§ Given instruction A: In the rows below, format as a numbered list the part that opens with the line containing "Where can the tractor brand" and closes with the line containing "x=379, y=253", leaving out blank lines.

§ Selection:
--- BEGIN ---

# The areas of two sectors of two different circles with equal corresponding arc lengths are equal. Is this statement true? Why

**Solution:**

Take two __circles__ of radii r_{1}, r_{2} or arc length l_{1}, l_{2} and θ_{1}, θ_{2} as the __corresponding angles__ of sectors

l_{1} = r_{1}θ_{1} π/180

l_{2} = r_{2}θ_{2} π/180

It is given that

l_{1} = l_{2}

r_{1}θ_{1} = r_{2}θ_{2} = x

Take A1 and A2 as the __area of sector__

A_{1} = πr_{1}^{2}θ1/360

A_{2} = πr2^{2}θ2/360

Let us divide A_{1} by A_{2}

\(\frac{A_{1}}{A_{2}}=\frac{\frac{\pi r_{1}\Theta _{1}r_{1}}{360^{0}}}{\frac{\pi r_{2}\Theta _{2}r_{2}}{360}}\) = xr1/xr2 = r1/r2

A_{1}/A_{2} = r_{1}/r_{2}

Here

Area of sector can be equal when r_{1}/r_{2} = 1

Area of sectors of two circles of same arcs length are not equal

Therefore, the statement is false.

--- END ---

§ Given instruction B: From the sector-area solution above, reproduce word for word the part that opens with the words "Let us divide" and closes with "statement is false.".

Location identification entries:
--- BEGIN ---

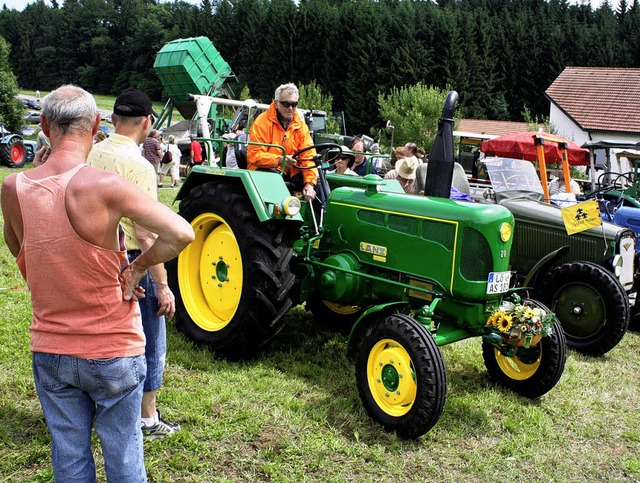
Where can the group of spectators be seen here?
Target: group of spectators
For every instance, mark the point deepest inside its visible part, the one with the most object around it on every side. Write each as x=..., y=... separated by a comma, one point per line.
x=408, y=159
x=165, y=157
x=92, y=252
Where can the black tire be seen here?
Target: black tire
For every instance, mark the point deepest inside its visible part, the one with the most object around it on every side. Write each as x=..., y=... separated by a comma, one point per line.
x=232, y=283
x=400, y=375
x=529, y=372
x=332, y=315
x=13, y=153
x=590, y=303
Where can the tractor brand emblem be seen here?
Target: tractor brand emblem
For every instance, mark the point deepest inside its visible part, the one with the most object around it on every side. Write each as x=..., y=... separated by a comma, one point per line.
x=379, y=253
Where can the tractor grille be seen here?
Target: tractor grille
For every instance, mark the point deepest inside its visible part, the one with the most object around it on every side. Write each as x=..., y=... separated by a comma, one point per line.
x=475, y=257
x=403, y=224
x=442, y=233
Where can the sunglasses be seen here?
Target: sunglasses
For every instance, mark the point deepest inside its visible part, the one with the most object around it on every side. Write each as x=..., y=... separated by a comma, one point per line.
x=289, y=104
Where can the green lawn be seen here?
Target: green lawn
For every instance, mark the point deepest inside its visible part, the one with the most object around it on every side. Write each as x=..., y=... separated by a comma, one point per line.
x=293, y=414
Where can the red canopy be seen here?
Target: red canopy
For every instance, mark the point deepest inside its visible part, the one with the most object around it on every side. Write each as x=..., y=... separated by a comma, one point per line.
x=521, y=145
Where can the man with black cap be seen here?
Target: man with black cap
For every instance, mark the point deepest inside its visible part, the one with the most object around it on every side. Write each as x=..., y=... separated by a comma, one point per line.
x=132, y=119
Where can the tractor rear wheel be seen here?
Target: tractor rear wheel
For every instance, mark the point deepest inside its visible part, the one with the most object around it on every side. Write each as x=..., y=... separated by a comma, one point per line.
x=13, y=153
x=232, y=284
x=400, y=375
x=533, y=371
x=590, y=303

--- END ---

§ Complete output A:
1. Where can the tractor brand emblem be seen here?
2. Target: tractor brand emblem
3. For every instance, mark the point deepest inside its visible part, the one with the most object around it on every side. Write each as x=..., y=... separated by a comma, one point per line.
4. x=379, y=253

§ Complete output B:
Let us divide A_{1} by A_{2}

\(\frac{A_{1}}{A_{2}}=\frac{\frac{\pi r_{1}\Theta _{1}r_{1}}{360^{0}}}{\frac{\pi r_{2}\Theta _{2}r_{2}}{360}}\) = xr1/xr2 = r1/r2

A_{1}/A_{2} = r_{1}/r_{2}

Here

Area of sector can be equal when r_{1}/r_{2} = 1

Area of sectors of two circles of same arcs length are not equal

Therefore, the statement is false.